Goal of the exercise> Set down the entries once more, exactly as given.
START Material for this task
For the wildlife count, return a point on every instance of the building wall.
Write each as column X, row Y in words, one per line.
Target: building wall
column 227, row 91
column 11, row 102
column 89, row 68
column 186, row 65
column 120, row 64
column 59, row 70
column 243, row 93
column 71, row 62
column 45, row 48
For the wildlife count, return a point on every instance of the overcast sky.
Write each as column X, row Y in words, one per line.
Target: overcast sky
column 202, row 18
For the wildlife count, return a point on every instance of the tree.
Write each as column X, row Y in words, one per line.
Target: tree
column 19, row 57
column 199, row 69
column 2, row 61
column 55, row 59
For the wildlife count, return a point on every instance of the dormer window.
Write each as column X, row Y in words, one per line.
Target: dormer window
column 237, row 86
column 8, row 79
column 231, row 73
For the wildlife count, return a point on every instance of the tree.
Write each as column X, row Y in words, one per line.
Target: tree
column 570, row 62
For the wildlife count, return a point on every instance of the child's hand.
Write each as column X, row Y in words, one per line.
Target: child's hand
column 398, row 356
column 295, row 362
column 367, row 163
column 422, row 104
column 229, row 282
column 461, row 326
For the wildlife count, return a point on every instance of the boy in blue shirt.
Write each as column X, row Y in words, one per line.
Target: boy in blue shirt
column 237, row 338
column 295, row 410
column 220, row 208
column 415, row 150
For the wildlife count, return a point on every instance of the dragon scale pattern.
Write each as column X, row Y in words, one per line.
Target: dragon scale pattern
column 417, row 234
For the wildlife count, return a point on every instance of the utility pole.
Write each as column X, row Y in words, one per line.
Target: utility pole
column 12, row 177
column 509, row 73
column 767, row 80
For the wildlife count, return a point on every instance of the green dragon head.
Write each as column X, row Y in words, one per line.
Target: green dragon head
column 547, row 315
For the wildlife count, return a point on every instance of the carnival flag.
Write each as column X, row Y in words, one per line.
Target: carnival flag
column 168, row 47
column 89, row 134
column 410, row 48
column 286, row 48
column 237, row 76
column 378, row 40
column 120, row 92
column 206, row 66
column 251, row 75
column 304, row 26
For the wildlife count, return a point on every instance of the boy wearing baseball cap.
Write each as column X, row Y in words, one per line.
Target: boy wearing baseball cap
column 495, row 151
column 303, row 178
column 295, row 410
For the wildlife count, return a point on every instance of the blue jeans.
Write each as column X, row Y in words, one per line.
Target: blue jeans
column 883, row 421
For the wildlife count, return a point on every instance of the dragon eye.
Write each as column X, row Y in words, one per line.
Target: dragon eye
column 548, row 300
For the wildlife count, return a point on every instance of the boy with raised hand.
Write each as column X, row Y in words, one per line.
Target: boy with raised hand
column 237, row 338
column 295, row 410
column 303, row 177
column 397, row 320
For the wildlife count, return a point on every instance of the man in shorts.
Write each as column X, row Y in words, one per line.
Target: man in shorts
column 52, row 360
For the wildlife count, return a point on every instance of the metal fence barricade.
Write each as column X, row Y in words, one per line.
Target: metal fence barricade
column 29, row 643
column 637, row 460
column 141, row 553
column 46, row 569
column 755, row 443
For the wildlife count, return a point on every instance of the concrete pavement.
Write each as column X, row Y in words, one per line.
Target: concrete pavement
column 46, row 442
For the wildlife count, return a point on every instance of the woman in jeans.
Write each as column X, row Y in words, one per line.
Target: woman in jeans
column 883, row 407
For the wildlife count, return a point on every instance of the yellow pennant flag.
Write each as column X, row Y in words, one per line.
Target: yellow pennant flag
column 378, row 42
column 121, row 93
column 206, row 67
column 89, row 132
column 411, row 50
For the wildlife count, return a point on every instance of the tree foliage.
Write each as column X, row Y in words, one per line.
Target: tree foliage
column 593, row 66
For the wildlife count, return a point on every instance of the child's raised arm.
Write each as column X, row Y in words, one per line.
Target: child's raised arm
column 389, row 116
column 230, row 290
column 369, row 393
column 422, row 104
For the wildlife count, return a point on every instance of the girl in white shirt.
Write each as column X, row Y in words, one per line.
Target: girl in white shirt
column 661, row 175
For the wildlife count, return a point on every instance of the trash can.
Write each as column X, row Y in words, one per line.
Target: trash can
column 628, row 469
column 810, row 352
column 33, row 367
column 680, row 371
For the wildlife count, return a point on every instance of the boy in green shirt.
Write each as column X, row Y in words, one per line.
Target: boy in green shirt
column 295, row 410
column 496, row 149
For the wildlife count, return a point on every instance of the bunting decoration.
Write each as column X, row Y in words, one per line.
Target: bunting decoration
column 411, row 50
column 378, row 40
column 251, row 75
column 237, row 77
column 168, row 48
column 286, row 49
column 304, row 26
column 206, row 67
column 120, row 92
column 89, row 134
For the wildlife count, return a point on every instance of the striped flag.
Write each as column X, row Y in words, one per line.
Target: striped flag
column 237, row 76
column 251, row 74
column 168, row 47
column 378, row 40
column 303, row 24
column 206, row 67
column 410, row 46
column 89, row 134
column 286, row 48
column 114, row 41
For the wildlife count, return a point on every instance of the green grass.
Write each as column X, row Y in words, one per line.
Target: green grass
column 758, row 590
END Material for this task
Expected output>
For the wildlife count, return a point on every instance of the building wall.
Write each as column X, row Y in words, one per line.
Target: building wall
column 227, row 91
column 11, row 102
column 89, row 68
column 186, row 65
column 120, row 64
column 59, row 70
column 243, row 93
column 71, row 62
column 45, row 48
For the wildlife count, return a point on every instance of the overcast sky.
Write each as column X, row Y in words, one per line.
Target: overcast sky
column 202, row 18
For the wildlife count, return a point on every instance of the tree.
Write each as column X, row Y in words, one per line.
Target: tree
column 19, row 57
column 199, row 69
column 2, row 61
column 55, row 59
For the wildlife count, return a point on every instance of the dormer window.
Write each as column X, row Y in words, one per line.
Target: dormer window
column 237, row 86
column 8, row 79
column 231, row 73
For the wildlife count, return a point on every instance of the tree.
Write each as column X, row Y in words, one per line.
Target: tree
column 570, row 62
For the wildlife count, return a point on every instance of the child's hand.
Write each as column X, row Y in words, one per line.
Target: child's hand
column 398, row 356
column 295, row 362
column 367, row 163
column 422, row 104
column 229, row 282
column 461, row 326
For the wildlife count, return a point on every instance of the boy in blue shirt.
Write each as column X, row Y in words, one per line.
Target: boy in blue shirt
column 237, row 338
column 295, row 410
column 220, row 208
column 415, row 150
For the wildlife count, return a point on every instance of the dragon scale pattern.
Write each as column X, row Y in words, one per line.
Target: dragon scale pattern
column 417, row 234
For the wildlife count, return a point on every instance of the utility pole.
Write each as column X, row Y in words, one per line.
Target: utility pole
column 12, row 177
column 509, row 73
column 767, row 80
For the wildlife count, return a point on every instance of the green dragon head.
Write each as column X, row Y in words, one per line.
Target: green dragon head
column 547, row 315
For the wildlife count, return a point on every instance of the carnival flag.
Write each as column X, row Y in words, one per line.
Target: carnival flag
column 168, row 47
column 89, row 134
column 410, row 48
column 286, row 48
column 237, row 76
column 378, row 40
column 120, row 92
column 206, row 66
column 251, row 75
column 304, row 26
For the wildlife count, return a point on every instance of the boy wearing baseball cap.
Write each as column X, row Y in words, one per line.
Target: boy wearing baseball cap
column 495, row 151
column 303, row 178
column 295, row 410
For the wildlife count, return a point on every instance of the blue jeans.
Write each as column X, row Y in words, one per line.
Target: blue jeans
column 883, row 421
For the wildlife count, return a point on every instance of the dragon eye.
Write each as column X, row Y in words, one per line.
Target: dragon eye
column 548, row 300
For the wildlife count, return a point on every instance of the boy with raised hand.
Write each as column X, row Y in words, one per line.
Target: boy with raised hand
column 237, row 338
column 295, row 410
column 303, row 177
column 397, row 320
For the wildlife count, return a point on every instance of the man in shorts.
Write each as column X, row Y in words, one per line.
Target: man in shorts
column 52, row 360
For the wildlife count, return a point on every instance of the metal fence barricade.
Write each as column X, row Y in words, one per line.
Target: metal fence barricade
column 29, row 643
column 637, row 460
column 141, row 553
column 46, row 569
column 755, row 443
For the wildlife count, return a point on every instance of the concrete pavement.
Write each as column X, row Y in words, one per line.
Target: concrete pavement
column 46, row 442
For the wildlife count, return a point on every instance of the woman in jeans.
Write each as column X, row Y in words, one per line.
Target: woman in jeans
column 883, row 407
For the wildlife count, return a point on every instance of the yellow pennant flag.
Write each as column X, row Y in words, one per line.
Target: yellow pennant flag
column 378, row 42
column 121, row 93
column 206, row 67
column 89, row 132
column 411, row 50
For the wildlife count, return a point on every instance of the tree foliage.
Write each as column X, row Y in words, one per line.
Target: tree foliage
column 593, row 66
For the wildlife count, return a point on every instance of the child's raised arm.
Write each as column X, row Y in words, one per line.
Target: child's raised arm
column 389, row 116
column 230, row 290
column 369, row 393
column 422, row 104
For the wildlife count, return a point on every instance of the girl in white shirt.
Write each as column X, row Y in words, one per line.
Target: girl in white shirt
column 661, row 175
For the wildlife count, return a point on every instance of the trash can.
Write each as column X, row Y in words, one per line.
Target: trash can
column 628, row 469
column 810, row 352
column 33, row 367
column 680, row 371
For the wildlife count, return a point on every instance of the boy in green shirt.
Write each as column X, row Y in words, one per line.
Target: boy in green shirt
column 295, row 410
column 496, row 149
For the wildlife count, return a point on every instance of the bunting decoration.
Write each as column X, row Y in words, one per line.
Target: bunting decoration
column 411, row 50
column 378, row 40
column 251, row 75
column 237, row 77
column 168, row 48
column 286, row 49
column 304, row 26
column 206, row 67
column 120, row 92
column 89, row 134
For the wildlife count, return a point on every instance of the striped flag.
Write each as column X, row Y in words, one per line.
Target: striped flag
column 237, row 76
column 251, row 74
column 168, row 47
column 378, row 40
column 303, row 24
column 206, row 67
column 410, row 46
column 89, row 134
column 286, row 48
column 114, row 41
For the wildlife count, return a point on every instance of the green grass.
Write each as column X, row Y in words, one per line.
Target: green grass
column 758, row 590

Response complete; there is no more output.